Confirmo que, afortunadamente, su poética no es realista, ni
falsamente social. No es un bien de consumo cultural, ni un artilugio
para eludir la realidad, sino la única manera de nombrarla
directamente. Su paramera humana, que hago mía, nos excede como
individuos, al tiempo que nos incluye, es una comunidad tan utópica
como desesperanzada, tan consciente de su deber como del sufrimiento
que conlleva, lúcidamente consciente del vaciamiento existencial que
nos ha sobrevenido:
“Es
la hora de un crepúsculo en día no señalado. La visión de las
techumbres enrojecidas es inseparable del color tardío de la ciudad
soñada. Mi vida se resuelve en la vida de la ciudad. Una herencia
deslumbrada se entreteje con mis recuerdos; hay un poder comunal
cuyos límites son bordes y fisuras de mis propios límites.
Crece
la ciudad sobre los pastos invernales. Hacia los terraplenes del
Torío, crece sobre las huellas del pastor. Los agrimensores alzan
monedas cuyas leyendas fueron borradas por el óxido, tégulas
abandonadas por las legiones de Galba, campanillas azules como las
venas bajo una piel amada.
Desde
las carbonerías, la pobreza asciende a los edificios aptos para la
proclamación del suicidio y los arroyos retroceden como las víboras
ante el incendio. Es la pasión de las inmobiliarias. Como un monte,
la melancolía crece en los pastos invernales”.
La
belleza brota de esa consciencia, produciendo sólo aparentes
contradicciones entre amor y sufrimiento, por eso Gamoneda cita a
Simone Weil al inicio de su Blues castellano: “la desgracia de
los otros entró en mi carne”. Para
padecer con el otro y
amarlo al mismo tiempo, para llegar a ser el otro y ser así uno
mismo:
“Entré
en la casa y me quité el abrigo/ para que mis amigos no supieran/
cuánto frío tenían”, “me crece / un ansia de llamar a Dios
hermano”, “vamos juntos atravesando la tierra”...“algo
que une / más que la sangre y la amistad”

* _Instrucciones de trabajo_
- 1) Transcribe literalmente el fragmento sobre la poética de Gamoneda, comenzando en "Confirmo que, afortunadamente, su" y terminando en "mis propios límites.".
- 2) Prosigue el fragmento sobre la poética de Gamoneda a partir de su última frase.

* _Datos disponibles_

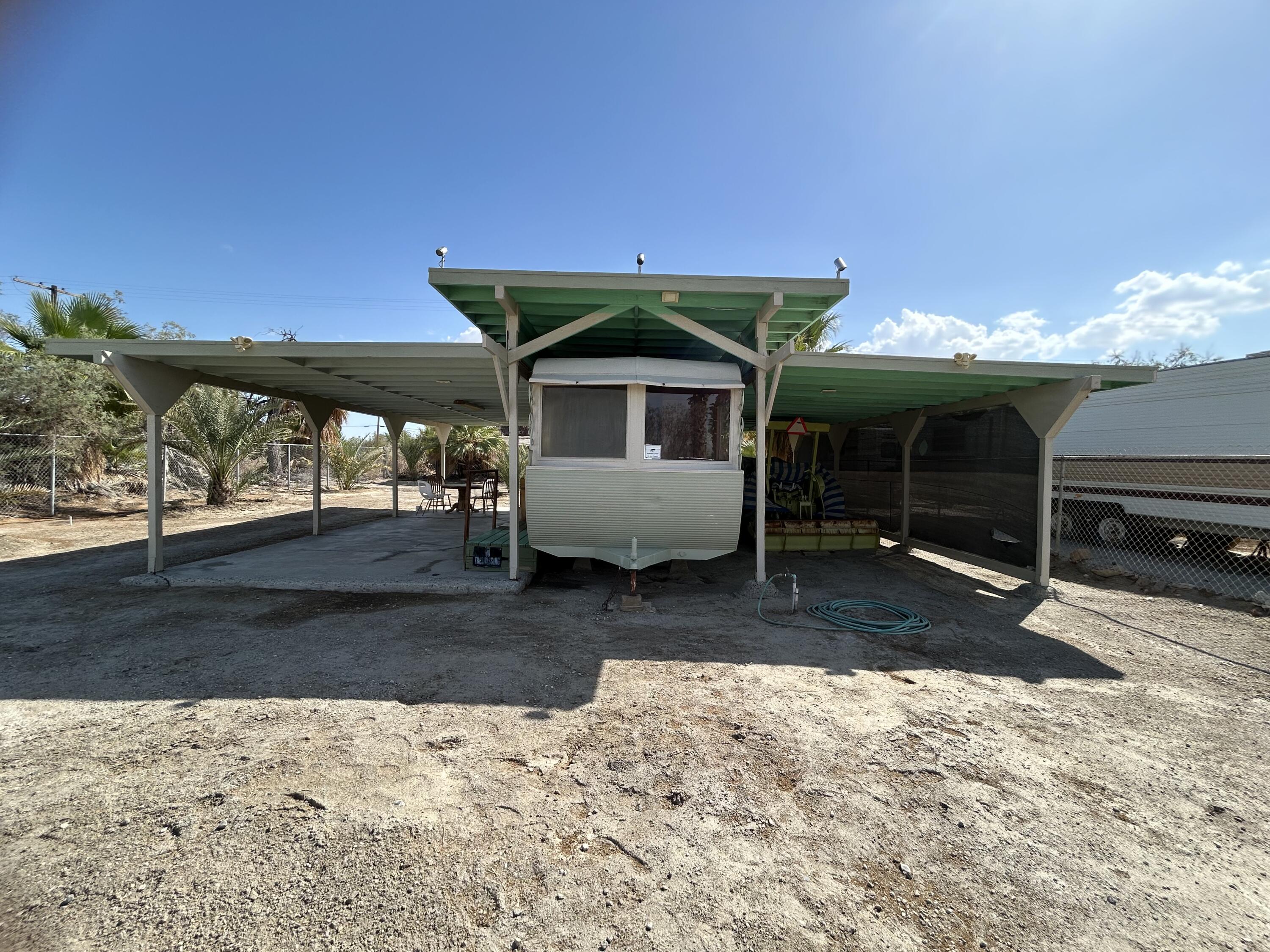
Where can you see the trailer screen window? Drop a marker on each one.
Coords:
(687, 423)
(585, 422)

* _Resultados por orden_
- 1)
Confirmo que, afortunadamente, su poética no es realista, ni
falsamente social. No es un bien de consumo cultural, ni un artilugio
para eludir la realidad, sino la única manera de nombrarla
directamente. Su paramera humana, que hago mía, nos excede como
individuos, al tiempo que nos incluye, es una comunidad tan utópica
como desesperanzada, tan consciente de su deber como del sufrimiento
que conlleva, lúcidamente consciente del vaciamiento existencial que
nos ha sobrevenido:
“Es
la hora de un crepúsculo en día no señalado. La visión de las
techumbres enrojecidas es inseparable del color tardío de la ciudad
soñada. Mi vida se resuelve en la vida de la ciudad. Una herencia
deslumbrada se entreteje con mis recuerdos; hay un poder comunal
cuyos límites son bordes y fisuras de mis propios límites.

- 2)
Y el
poeta nos ha dicho exactamente la dimensión de esa certeza, belleza,
verbo hecho carne:
“Cuerpo,
origen de la luz. Transparentado, velado por la piel, se adivina un
resplandor. Lo deseamos como deseamos ese cuerpo. Es la promesa
antigua, irrenunciable” (De La luz debajo de tu piel)
Macondo
fue destruido por un ciclón en un sólo día y con el pueblo murió
el último descendiente de la familia Buendía, pero el ciclón que
arrasa los reales mundos campesinos es algo más lento, viene
sucediendo de antíguo y aún sucede cada día en todos los
continentes. No es la única razón por la que quisiera volver al
páramo, pero ahora me es suficiente. Por intentar habitarlo y
a sabiendas de que allí me voy a sentir “malagusto”.
2 comentarios:
Tengo que decir que mis recuerdos del páramo pasan más por la laguna de las ranas, las incursiones prohibidas a la bodega de "las Niñas" los arenques de barril y el bacalao seco (el abuelo Leandrosiempre tenía un trocito escondido para compartirlo conmigo)
Lo mejor del páramo, el color del cielo cuando hay tormenta, contrastando con el color paja de los campos antes de la cosecha...
Gracias, Mayuca, por enriquecer esa memoria del páramo.